Source records
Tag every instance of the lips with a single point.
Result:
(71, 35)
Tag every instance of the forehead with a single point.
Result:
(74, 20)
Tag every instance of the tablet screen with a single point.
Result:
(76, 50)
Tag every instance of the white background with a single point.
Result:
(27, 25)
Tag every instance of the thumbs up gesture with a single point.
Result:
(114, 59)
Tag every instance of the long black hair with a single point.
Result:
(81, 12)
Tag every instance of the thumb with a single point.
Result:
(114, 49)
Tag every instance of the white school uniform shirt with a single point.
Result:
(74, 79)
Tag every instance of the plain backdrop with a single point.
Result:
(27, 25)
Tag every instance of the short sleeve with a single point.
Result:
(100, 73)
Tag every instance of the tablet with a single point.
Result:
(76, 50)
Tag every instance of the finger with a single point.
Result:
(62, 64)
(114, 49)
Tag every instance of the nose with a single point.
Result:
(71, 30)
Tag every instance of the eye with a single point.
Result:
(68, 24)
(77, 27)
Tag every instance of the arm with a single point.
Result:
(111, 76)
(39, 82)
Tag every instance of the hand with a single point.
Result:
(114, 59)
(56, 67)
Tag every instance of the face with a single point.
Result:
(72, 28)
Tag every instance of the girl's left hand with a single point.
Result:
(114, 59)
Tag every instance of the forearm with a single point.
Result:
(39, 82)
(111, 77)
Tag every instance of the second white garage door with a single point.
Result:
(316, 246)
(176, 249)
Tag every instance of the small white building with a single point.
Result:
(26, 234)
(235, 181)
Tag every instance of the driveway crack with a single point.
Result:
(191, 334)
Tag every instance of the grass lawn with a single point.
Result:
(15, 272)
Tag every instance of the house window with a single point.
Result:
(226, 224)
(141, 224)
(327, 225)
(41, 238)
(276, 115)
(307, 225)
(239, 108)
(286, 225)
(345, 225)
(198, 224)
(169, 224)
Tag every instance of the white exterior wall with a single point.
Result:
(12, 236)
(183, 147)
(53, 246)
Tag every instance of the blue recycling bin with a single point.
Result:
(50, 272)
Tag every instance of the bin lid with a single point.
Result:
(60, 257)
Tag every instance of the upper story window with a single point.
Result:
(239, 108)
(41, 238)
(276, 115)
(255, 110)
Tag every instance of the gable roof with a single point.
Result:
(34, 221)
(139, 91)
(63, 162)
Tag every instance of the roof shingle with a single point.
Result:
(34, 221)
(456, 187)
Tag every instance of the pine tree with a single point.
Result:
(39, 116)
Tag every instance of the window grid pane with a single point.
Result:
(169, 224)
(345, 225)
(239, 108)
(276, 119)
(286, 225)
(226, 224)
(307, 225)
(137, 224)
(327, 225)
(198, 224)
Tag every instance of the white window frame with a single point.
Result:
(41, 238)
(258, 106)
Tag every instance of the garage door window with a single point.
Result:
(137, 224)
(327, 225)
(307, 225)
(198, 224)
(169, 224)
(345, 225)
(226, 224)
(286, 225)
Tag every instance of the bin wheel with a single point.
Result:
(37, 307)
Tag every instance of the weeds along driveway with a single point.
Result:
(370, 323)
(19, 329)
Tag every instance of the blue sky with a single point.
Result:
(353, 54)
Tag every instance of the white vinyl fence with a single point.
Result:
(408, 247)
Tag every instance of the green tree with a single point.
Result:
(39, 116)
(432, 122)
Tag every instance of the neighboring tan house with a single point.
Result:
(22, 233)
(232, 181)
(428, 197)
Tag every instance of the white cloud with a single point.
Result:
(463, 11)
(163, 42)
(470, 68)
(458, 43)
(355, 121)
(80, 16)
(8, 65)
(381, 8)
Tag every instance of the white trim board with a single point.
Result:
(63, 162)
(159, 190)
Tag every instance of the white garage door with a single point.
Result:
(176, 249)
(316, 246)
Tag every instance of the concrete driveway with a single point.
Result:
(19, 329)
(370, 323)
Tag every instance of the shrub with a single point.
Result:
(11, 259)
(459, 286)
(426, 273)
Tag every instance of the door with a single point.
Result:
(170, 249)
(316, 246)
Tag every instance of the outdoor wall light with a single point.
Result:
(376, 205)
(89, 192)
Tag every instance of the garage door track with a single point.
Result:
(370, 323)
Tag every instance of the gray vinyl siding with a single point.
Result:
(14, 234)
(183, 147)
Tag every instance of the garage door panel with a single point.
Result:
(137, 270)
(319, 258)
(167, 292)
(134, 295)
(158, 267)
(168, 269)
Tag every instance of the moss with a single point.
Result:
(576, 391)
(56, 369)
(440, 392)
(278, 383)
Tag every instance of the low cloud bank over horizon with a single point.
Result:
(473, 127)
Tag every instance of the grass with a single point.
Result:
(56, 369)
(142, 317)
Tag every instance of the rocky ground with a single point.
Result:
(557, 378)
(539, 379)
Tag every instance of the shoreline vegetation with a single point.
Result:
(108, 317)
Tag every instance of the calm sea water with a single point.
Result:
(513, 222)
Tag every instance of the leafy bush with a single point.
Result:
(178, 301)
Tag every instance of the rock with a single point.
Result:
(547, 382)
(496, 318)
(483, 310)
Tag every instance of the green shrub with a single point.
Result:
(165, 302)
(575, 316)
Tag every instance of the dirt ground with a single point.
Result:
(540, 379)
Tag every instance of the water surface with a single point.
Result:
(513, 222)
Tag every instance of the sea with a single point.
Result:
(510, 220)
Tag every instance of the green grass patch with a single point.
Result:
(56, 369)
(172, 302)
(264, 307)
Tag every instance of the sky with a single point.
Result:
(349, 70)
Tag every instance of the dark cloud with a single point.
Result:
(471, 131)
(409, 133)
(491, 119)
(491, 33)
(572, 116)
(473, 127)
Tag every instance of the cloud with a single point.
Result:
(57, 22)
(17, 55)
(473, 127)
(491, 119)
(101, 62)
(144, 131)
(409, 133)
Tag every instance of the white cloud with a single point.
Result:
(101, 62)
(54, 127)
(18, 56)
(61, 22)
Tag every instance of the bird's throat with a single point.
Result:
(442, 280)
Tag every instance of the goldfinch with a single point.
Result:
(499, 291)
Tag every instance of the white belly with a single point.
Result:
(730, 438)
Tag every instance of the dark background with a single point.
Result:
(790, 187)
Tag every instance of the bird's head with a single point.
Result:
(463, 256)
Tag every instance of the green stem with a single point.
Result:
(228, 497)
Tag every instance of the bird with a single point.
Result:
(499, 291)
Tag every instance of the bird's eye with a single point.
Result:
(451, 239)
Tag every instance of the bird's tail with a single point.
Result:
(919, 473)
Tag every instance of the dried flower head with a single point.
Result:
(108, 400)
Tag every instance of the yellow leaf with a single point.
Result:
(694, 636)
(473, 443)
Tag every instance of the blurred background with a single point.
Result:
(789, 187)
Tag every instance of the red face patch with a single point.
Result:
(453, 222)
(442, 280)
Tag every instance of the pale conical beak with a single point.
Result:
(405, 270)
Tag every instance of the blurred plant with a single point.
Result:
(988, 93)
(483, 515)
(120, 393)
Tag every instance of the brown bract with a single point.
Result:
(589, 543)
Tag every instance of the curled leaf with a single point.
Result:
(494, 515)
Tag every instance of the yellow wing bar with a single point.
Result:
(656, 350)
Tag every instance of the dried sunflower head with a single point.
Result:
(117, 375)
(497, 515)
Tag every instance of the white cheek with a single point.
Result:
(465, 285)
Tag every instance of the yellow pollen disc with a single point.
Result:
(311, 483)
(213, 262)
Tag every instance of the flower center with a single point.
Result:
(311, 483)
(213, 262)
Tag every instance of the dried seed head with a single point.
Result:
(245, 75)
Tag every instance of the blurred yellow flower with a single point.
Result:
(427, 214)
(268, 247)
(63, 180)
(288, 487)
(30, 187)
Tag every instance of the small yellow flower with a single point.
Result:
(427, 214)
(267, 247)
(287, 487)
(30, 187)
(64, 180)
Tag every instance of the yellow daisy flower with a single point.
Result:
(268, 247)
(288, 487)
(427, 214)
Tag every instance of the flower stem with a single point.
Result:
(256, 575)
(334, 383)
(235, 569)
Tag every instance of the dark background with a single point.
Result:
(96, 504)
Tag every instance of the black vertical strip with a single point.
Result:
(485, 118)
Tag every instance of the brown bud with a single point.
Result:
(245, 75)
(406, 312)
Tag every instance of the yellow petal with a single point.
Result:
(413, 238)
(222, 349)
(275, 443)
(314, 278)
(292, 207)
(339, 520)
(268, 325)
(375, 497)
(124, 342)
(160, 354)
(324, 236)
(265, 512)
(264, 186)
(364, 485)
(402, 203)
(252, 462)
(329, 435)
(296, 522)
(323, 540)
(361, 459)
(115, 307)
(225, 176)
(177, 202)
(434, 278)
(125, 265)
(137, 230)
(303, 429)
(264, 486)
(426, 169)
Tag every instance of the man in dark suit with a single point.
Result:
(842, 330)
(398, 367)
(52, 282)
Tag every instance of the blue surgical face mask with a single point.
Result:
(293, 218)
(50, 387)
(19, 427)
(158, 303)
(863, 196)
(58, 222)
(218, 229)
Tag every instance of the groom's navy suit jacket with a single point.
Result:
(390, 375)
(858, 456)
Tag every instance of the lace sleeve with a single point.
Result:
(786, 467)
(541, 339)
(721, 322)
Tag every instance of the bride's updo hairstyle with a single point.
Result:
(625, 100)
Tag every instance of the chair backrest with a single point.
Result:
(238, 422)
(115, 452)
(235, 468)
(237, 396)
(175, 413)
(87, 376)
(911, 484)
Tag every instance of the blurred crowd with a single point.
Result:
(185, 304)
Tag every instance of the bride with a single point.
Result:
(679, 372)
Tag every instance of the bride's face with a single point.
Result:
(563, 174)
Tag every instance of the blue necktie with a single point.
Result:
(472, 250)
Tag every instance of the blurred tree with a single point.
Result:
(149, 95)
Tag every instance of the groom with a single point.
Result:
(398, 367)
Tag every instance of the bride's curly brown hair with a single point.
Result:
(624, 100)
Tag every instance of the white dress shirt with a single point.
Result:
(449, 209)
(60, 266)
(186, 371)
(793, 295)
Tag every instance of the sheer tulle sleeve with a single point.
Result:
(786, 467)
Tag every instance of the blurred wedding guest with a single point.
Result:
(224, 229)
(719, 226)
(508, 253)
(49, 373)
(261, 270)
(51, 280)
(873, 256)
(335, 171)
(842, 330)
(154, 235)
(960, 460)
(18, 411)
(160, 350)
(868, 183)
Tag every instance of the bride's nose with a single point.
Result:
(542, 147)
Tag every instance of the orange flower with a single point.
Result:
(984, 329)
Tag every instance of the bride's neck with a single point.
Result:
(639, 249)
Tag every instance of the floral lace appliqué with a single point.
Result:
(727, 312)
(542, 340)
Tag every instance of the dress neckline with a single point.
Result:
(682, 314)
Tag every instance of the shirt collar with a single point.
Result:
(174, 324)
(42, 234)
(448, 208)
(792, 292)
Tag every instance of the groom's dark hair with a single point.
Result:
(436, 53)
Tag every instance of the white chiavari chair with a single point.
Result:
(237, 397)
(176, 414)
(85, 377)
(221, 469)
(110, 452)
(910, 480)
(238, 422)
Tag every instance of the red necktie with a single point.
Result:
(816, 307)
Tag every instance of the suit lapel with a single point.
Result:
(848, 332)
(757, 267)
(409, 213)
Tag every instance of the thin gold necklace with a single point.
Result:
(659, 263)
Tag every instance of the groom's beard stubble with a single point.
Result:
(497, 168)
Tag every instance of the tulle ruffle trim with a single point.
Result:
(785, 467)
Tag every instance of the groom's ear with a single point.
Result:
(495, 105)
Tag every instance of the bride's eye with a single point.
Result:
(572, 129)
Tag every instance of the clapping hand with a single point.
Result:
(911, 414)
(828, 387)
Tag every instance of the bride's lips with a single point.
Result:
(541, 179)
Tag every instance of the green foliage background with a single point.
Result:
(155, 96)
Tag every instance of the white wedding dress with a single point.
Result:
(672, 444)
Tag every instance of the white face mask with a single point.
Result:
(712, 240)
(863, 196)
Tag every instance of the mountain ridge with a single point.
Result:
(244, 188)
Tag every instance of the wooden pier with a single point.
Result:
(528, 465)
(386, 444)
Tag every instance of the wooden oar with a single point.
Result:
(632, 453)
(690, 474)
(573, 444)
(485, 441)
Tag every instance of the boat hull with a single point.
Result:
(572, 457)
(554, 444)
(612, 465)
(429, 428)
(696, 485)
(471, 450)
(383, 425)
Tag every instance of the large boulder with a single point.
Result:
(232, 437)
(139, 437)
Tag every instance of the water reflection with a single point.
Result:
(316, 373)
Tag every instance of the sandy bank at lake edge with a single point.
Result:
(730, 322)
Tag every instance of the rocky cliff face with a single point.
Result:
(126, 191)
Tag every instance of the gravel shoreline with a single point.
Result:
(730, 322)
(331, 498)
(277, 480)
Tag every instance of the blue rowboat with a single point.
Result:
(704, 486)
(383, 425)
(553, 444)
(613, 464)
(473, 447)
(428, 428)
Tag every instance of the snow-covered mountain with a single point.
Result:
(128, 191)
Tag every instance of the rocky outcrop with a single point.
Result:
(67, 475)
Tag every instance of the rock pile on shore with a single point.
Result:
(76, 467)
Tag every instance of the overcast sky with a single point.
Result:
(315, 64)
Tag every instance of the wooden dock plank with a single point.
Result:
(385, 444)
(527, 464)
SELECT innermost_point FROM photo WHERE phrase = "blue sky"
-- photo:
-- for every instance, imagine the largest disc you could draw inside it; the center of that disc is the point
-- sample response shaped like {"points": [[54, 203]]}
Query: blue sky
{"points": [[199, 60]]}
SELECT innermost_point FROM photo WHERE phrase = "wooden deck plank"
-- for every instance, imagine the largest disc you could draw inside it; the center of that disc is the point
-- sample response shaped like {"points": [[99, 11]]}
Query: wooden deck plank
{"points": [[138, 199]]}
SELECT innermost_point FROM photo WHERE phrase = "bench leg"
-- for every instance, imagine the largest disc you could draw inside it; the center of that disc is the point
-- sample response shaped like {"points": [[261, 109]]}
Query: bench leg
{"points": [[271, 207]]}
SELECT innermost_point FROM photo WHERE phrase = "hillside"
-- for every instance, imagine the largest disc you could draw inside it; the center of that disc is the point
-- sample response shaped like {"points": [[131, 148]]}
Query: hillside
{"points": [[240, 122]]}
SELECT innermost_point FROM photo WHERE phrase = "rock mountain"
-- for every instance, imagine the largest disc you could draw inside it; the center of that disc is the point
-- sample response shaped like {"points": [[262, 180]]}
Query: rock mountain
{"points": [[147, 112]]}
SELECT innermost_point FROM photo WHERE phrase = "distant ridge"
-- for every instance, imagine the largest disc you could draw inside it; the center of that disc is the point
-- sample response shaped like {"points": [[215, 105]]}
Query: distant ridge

# Exercise details
Return only the lines between the one holding "Tag every instance of the pale" and the one holding "Tag every instance of the dried sunflower", inclusive, exactly as they appear above.

# Result below
Tag every instance of the pale conical beak with a single point.
Result:
(405, 270)
Tag every instance of the blurred plant with a single point.
Result:
(988, 93)
(483, 515)
(120, 393)
Tag every instance of the brown bract with a single point.
Result:
(589, 543)
Tag every instance of the curled leaf with a single point.
Result:
(494, 515)
Tag every instance of the yellow wing bar with a single point.
Result:
(656, 350)
Tag every instance of the dried sunflower head with a single point.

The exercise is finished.